* [DATASET EXCERPTS]
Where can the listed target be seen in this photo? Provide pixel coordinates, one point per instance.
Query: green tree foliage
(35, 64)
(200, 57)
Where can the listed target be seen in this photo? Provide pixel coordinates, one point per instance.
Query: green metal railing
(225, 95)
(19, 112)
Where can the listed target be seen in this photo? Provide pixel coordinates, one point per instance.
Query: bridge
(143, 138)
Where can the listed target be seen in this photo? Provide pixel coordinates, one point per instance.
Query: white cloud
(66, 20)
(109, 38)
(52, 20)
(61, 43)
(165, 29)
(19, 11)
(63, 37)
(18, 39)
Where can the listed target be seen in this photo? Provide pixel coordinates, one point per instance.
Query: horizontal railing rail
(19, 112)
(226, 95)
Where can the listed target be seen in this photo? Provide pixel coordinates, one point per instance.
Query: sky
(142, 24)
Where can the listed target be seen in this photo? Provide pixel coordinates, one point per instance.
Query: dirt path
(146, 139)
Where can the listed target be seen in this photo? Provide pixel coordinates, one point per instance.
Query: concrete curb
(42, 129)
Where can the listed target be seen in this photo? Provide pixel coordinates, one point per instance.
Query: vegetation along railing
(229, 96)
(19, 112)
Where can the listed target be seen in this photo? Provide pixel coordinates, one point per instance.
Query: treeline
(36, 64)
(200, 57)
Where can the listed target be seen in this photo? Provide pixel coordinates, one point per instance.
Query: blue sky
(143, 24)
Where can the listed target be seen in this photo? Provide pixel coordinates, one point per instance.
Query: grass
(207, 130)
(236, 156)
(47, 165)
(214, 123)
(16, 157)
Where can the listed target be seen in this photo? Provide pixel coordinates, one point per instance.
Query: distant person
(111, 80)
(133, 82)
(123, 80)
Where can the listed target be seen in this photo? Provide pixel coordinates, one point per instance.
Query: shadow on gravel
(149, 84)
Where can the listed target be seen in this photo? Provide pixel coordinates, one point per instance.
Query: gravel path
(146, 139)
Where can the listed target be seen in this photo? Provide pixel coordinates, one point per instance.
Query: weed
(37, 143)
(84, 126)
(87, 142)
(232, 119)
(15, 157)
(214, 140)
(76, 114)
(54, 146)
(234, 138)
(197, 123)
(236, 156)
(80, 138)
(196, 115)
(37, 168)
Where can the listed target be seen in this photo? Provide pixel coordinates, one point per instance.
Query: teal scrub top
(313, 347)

* [WHAT IS NEEDED] Each line above is to be repeated exactly.

* [SOLUTION]
Where can the listed target be seen in this photo? Provide pixel coordinates, one point per instance.
Query: green tree foliage
(35, 64)
(200, 57)
Where can the listed target be seen in this photo? Provide pixel coordinates, one point per instance.
Query: green metal railing
(225, 95)
(19, 112)
Where can the listed target be seen in this photo? Provide pixel coordinates, one point per instance.
Query: bridge
(143, 138)
Where can the listed target be seen in this photo? Provide pixel coordinates, one point per instance.
Query: white cloud
(66, 20)
(109, 38)
(52, 20)
(61, 43)
(165, 29)
(19, 11)
(63, 37)
(18, 39)
Where can the listed target be seen in this photo? Provide pixel coordinates, one point per instance.
Query: horizontal railing rail
(19, 112)
(226, 95)
Where can the listed target be seen in this photo? Provide pixel coordinates, one point per instance.
Query: sky
(142, 24)
Where can the listed target be seen in this photo? Provide pixel coordinates, one point per instance.
Query: dirt path
(146, 139)
Where can the listed target be seen in this photo? Provide pixel coordinates, one point per instance.
Query: concrete curb
(42, 129)
Where can the listed target be seen in this photo? Provide pixel coordinates, one point per instance.
Query: vegetation along railing
(229, 96)
(19, 112)
Where can the listed target be seen in this photo? Provide pixel coordinates, one point per instance.
Query: treeline
(36, 64)
(200, 57)
Where can the listed target be seen in this photo? Provide pixel coordinates, one point per instance.
Query: blue sky
(143, 24)
Where can the listed target be seen in this photo? Provide pixel coordinates, one point per instance.
Query: grass
(207, 130)
(236, 156)
(47, 165)
(214, 123)
(16, 157)
Where can the listed target be seen in this photo? Provide pixel coordinates, one point per instance.
Query: distant person
(111, 80)
(133, 82)
(123, 80)
Where can the listed target be seen in this photo? Provide pixel coordinates, one point per instance.
Query: shadow on gravel
(149, 84)
Where can the listed target be seen in this photo? Provide pixel coordinates, one point per instance.
Query: gravel path
(146, 139)
Where can the listed target be seen in this photo? Provide pixel coordinates, one point per instance.
Query: weed
(37, 143)
(84, 126)
(87, 142)
(232, 119)
(15, 157)
(214, 140)
(76, 114)
(54, 146)
(234, 138)
(197, 123)
(236, 156)
(80, 138)
(196, 115)
(37, 168)
Where can the listed target be seen in this photo? Provide pixel coordinates, one point per instance.
Query: teal scrub top
(313, 347)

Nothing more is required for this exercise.